**TRAVAIL DEMANDÉ:**
Poursuivez le texte sur la « vitamine V » et la règle 3-30-300, en reprenant immédiatement après sa dernière phrase.

**EXTRAIT DU DOCUMENT:**

L'écrivain américain Thoreau, qui partit vivre un an dans une cabane au milieu des bois, écrit dans son Journal* : « Aucun homme n’a jamais imaginé à quel point le dialogue avec la nature environnante affectait sa santé ou ses maux. » Nous le savons : la nature, c’est bon pour la santé ! Très bien, répondent les soignants, mais alors, quelle dose?
De nombreux travaux sont consacrés à cette question de « dose ». Par exemple, on a montré que deux jours de balade en forêt augmentent significativement l’activité de nos lymphocytes T (cellules sanguines précieuses pour l’immunité) durant environ un mois. Et au quotidien? A quelle dose consommer ce qu’on appelle volontiers aujourd’hui la « vitamine V » (V comme vert). Des chercheurs catalans viennent de proposer une règle, dite « 3-30-300 ». Pour savoir si vous prenez suffisamment de vitamine V, posez-vous ces trois questions :
Est-ce que je vois chaque jour 3 arbres ou buissons depuis chez moi (que voyez-vous par votre fenêtre) ? Est-ce que je vis dans un quartier dont environ 30 % de la surface est couverte de verdure (arbres dans ma rue, squares, jardins publics) ? Est-ce que j’habite à moins de 300 mètres d’un espace vert?

**DONNÉES PRÉSENTÉES:**
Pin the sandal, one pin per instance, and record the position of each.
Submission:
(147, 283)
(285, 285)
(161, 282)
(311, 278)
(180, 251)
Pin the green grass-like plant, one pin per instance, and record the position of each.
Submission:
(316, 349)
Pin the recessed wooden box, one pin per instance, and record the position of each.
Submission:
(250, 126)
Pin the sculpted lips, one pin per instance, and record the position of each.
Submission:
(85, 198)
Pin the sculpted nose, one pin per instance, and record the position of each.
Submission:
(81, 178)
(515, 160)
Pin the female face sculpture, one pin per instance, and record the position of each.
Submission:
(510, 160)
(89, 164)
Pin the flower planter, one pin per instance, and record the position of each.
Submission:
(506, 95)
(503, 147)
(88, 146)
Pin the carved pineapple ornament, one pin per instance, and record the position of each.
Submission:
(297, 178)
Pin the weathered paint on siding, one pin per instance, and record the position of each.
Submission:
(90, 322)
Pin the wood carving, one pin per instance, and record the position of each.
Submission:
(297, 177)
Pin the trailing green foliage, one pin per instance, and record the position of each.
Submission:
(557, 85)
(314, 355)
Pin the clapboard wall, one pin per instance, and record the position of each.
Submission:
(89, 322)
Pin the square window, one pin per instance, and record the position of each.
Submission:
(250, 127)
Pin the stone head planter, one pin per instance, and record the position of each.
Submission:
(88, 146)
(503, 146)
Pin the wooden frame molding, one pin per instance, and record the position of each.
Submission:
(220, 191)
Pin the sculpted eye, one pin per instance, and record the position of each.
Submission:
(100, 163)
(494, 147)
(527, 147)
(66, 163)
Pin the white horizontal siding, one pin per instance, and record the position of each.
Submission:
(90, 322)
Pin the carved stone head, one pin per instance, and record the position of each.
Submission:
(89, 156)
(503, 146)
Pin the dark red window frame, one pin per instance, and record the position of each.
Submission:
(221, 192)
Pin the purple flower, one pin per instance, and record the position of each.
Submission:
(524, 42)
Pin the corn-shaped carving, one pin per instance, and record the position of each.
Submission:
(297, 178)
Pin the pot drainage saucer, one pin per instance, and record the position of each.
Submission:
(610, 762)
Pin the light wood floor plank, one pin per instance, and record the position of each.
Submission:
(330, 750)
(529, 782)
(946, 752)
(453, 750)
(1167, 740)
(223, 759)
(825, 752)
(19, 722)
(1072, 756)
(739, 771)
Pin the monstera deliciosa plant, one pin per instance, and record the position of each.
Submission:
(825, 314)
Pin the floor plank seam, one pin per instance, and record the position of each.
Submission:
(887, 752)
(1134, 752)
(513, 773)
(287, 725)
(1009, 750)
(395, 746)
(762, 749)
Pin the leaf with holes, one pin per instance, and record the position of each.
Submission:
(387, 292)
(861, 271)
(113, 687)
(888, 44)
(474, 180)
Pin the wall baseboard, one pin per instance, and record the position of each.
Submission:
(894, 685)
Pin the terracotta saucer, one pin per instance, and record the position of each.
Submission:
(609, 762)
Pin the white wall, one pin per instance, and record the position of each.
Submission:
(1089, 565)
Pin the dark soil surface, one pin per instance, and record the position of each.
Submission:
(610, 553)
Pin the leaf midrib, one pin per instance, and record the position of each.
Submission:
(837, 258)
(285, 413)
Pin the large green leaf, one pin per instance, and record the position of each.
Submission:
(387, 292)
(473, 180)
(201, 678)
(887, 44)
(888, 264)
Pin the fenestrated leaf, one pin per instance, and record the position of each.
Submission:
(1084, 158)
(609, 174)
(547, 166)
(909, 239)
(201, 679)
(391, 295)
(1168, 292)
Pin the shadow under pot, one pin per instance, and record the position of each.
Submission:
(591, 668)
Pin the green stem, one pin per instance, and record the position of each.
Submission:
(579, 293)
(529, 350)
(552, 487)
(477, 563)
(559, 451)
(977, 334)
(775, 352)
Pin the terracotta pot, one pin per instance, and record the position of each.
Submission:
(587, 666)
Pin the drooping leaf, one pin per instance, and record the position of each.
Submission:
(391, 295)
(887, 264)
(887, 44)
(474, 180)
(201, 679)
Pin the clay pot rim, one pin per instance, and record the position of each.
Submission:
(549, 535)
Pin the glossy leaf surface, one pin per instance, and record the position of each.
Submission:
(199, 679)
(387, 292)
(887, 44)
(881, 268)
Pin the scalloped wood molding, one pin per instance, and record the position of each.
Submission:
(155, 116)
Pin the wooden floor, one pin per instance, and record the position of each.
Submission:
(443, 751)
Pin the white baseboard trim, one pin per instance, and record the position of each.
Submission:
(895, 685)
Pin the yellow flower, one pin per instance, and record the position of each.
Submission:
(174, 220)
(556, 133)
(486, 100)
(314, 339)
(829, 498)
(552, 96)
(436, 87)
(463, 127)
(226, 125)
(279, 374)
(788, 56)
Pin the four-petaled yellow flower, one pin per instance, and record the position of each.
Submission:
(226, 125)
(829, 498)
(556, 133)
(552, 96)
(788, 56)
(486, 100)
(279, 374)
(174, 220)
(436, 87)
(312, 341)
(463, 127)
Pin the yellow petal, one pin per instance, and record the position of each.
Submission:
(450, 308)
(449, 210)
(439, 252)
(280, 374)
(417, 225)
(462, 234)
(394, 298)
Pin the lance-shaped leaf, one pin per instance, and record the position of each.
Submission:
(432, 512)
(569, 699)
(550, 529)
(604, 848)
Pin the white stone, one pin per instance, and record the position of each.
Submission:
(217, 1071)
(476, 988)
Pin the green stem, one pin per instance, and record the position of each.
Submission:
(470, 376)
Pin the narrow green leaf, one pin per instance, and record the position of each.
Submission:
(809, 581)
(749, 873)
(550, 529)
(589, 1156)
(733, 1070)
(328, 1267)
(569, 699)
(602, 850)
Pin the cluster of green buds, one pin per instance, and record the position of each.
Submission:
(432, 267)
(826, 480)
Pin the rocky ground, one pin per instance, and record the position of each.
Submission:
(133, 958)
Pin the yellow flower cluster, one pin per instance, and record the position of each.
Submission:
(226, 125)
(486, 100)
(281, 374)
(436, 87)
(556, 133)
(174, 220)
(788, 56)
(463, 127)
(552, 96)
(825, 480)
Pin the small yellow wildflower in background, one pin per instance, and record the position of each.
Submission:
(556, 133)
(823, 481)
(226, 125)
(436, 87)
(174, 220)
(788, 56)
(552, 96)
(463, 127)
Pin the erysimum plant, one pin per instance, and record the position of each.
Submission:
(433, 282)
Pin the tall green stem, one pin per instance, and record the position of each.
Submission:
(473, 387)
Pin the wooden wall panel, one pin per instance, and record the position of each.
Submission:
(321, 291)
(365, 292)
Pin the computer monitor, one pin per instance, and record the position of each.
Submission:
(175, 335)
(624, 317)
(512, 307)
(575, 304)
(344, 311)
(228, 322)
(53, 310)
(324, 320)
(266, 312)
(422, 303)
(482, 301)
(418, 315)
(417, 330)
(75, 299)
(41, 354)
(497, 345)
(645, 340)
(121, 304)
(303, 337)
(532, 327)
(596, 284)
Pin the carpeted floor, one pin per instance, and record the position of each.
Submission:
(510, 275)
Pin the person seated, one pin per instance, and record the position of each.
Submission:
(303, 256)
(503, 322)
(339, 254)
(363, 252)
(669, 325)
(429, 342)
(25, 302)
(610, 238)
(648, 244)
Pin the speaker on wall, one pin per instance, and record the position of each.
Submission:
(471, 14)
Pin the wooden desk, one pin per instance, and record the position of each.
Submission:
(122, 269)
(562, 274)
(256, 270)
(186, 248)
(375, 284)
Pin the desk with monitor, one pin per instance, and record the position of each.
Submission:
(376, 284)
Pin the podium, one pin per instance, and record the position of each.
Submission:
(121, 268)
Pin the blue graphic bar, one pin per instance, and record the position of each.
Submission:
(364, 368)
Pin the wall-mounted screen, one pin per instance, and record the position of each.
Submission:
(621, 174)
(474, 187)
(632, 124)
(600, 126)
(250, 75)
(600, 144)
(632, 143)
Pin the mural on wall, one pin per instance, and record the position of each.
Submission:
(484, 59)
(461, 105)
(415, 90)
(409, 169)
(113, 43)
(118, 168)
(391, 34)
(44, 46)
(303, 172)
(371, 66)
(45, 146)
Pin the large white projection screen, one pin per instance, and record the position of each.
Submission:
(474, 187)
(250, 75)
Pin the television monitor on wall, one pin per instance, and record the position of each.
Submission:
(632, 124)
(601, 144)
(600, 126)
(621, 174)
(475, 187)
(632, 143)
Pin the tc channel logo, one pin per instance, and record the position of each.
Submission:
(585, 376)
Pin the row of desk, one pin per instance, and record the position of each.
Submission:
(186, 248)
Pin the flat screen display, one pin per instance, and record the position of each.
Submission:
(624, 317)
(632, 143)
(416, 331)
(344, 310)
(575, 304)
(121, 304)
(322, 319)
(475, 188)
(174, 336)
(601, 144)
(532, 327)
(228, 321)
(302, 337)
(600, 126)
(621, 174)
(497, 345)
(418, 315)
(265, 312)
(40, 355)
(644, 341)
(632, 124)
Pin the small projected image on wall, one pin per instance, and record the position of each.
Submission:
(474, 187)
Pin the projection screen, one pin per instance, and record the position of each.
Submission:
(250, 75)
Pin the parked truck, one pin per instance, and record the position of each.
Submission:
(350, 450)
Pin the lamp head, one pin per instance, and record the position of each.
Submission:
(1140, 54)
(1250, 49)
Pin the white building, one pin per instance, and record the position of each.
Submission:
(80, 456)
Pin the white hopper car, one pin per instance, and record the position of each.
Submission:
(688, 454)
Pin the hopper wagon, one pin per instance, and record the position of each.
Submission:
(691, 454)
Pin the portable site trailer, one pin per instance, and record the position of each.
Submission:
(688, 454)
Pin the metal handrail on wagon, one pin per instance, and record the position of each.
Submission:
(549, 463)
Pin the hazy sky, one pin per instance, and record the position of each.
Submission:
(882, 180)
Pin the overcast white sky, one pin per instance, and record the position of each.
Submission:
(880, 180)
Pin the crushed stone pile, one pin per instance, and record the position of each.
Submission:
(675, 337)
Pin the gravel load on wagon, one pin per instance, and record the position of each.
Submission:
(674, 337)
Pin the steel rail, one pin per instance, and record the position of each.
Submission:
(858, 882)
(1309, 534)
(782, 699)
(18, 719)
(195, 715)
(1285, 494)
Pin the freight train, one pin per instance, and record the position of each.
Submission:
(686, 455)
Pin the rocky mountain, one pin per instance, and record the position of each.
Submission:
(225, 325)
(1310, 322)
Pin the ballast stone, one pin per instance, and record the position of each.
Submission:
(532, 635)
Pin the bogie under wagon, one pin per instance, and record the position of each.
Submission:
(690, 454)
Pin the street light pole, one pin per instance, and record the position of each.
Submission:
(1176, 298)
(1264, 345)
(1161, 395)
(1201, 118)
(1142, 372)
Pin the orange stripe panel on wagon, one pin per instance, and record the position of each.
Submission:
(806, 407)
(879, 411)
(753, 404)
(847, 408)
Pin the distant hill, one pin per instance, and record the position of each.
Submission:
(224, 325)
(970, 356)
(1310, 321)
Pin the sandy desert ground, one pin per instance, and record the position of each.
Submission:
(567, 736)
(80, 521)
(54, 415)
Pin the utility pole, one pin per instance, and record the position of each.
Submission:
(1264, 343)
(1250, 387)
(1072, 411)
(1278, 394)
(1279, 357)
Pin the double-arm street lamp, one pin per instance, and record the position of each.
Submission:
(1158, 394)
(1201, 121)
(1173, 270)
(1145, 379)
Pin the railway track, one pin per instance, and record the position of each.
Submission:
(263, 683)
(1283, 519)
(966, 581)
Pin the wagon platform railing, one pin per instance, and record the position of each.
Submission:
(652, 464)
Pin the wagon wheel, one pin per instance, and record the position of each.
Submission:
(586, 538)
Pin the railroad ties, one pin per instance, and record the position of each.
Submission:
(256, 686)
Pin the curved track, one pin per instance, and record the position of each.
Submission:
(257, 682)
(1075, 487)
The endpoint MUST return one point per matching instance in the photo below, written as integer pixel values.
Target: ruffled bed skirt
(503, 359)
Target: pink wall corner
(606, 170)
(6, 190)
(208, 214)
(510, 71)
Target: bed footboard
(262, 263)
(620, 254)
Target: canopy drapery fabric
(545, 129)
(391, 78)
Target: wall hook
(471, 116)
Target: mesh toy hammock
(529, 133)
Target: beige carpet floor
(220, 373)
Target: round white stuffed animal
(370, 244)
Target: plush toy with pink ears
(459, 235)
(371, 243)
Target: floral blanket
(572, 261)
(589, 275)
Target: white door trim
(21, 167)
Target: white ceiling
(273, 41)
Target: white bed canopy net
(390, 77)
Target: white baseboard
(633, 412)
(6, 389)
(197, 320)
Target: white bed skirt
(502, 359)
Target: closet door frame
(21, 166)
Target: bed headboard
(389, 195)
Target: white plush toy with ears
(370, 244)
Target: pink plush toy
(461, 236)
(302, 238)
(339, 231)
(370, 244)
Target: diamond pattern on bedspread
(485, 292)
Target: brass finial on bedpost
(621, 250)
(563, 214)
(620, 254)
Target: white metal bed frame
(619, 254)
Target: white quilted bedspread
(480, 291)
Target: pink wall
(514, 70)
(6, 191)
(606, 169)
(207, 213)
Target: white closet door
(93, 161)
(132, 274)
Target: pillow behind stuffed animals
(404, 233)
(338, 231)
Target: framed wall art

**RÉPONSE CI-DESSOUS:**
Cette étude concerne surtout les citadins. Pardon pour les lectrices et lecteurs campagnards, mais près de 80 % des Français vivent en ville. Et pour la plupart d’entre eux, cette règle 3-30-300 n’est pas si simple à appliquer. L’étude dont je vous parle, conduite à Barcelone sur 3 200 personnes, montre que seulement 5 % des sujets obtiennent ce quota ! Dommage, car lorsqu’il est atteint, on s’aperçoit que les personnes concernées bénéficient d’une meilleure santé mentale, consomment moins de médicaments, ont recours à moins de consultations médicales. Alors voici tout de même quelques consolations pour les urbains, que la plupart d’entre nous sont : parfois, la vie à la campagne a des inconvénients (trajets, éloignement des lieux de travail, soins ou commerces) ; en ville, il y a d’autres sources de santé : le ciel bleu, le rire, la méditation, le sport (même si pratiquer tout cela dans la nature est plus agréable) ; les plantes vertes et les sorties du weekend sont aussi des options satisfaisantes.
Et puis, si on est en dessous du quota 3-30-300, il y a un moyen d’accroître ses effets : l’art de savourer ce que l’on a sous la main ! Même si on ne vit pas dans la verdure, aller régulièrement s’asseoir dans un square, regarder les arbres, les buissons et les fleurs, admirer le ciel, respirer, se dire qu’on se fait ainsi du bien, de manière simple et tranquille, sans effort (ou presque) : voilà qui va encore amplifier l’effet de notre dose de vitamine V ! •
Christophe André dans Psychologies Magazine
*. Journal de Henry D. Thoreau (Le Mot et le Reste. 2018).
Références : « The évaluation of the 3-30-300 green space rule and mental health ». EnvironmentalResearch. 2022.
« Effects of shinrin-yoku (forest bathing) and nature therapy on mental health : a systematic review and meta-analysis ». International Journal of Mental Health and Addiction. 2020.